In the blog post about home, what hastened the writer's move to the ranch?

§ **DOCUMENT SECTION**
····················
Friday, July 5, 2013

Home

This last month I've done a lot of thinking... Mostly about what it means to have a home. 

So many times growing up I would get home sick when I stayed with other people. I am such a stay at home person, be with the people that mean the most to me, and be in a comfortable place. Even when I got married and moved to my new home I was very uncomfortable for quite sometime. It was a hard adjustment, so hard in fact I remember waking up just thinking I want to go "home". 

It wasn't until our house flooded and we moved to the ranch that it all started to click. Our move as some of you know was hastened due to the flooding. Because of this I felt I didn't have adequate time to say goodbye to my first house with my hubby. We made so many memories together there it was hard to leave it behind. As everything was changing the Lord kept reminding me that this world is not my home, and through the transition I found myself desiring to be in my permanent place of residence; heaven. I realized that "home" is not a place, but it's where the Lord has called us with the ones we love. 

I am so grateful to be here on the ranch, serving the Lord alongside my husband, waiting to go "home". 

The move to the ranch was hard, but it was much easier than I thought it would be. I now think of this as my comfortable spot, it's where I feel at home. I desire to be here now more than anywhere, of course not so more than heaven. 

Until that day, I will wait here patiently enjoying where He has placed me.
····················
(Natural-language object grounding data)
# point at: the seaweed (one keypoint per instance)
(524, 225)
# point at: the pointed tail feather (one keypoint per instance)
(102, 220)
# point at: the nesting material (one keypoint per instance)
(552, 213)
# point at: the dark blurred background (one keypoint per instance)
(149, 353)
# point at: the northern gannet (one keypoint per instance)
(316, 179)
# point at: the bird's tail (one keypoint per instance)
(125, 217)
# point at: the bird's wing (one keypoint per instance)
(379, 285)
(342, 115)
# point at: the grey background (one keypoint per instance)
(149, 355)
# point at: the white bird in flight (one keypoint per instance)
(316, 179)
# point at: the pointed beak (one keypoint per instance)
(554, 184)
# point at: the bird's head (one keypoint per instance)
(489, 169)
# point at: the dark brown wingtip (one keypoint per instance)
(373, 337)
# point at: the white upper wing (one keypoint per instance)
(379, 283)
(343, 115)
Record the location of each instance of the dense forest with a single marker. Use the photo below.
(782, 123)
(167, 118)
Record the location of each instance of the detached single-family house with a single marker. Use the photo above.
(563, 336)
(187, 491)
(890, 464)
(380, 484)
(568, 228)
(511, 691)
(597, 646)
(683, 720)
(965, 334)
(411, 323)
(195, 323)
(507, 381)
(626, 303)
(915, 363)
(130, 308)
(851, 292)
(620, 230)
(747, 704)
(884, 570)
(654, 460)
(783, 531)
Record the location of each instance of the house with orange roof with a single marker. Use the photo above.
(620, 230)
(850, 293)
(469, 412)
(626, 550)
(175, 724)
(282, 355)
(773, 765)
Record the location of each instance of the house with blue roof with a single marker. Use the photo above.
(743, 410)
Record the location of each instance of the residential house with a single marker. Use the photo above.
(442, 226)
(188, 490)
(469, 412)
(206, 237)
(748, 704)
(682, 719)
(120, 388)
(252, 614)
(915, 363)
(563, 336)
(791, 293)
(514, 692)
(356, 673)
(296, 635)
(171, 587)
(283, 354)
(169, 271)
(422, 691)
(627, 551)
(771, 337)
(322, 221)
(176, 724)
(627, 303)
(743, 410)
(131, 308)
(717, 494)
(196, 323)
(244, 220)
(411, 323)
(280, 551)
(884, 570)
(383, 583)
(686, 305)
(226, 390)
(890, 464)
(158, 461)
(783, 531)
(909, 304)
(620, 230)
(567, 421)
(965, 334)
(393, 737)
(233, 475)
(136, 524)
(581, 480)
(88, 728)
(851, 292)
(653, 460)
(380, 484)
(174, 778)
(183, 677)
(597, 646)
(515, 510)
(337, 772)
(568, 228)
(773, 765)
····················
§ **EXPECTED ANSWER**
The flooding of their house hastened the move.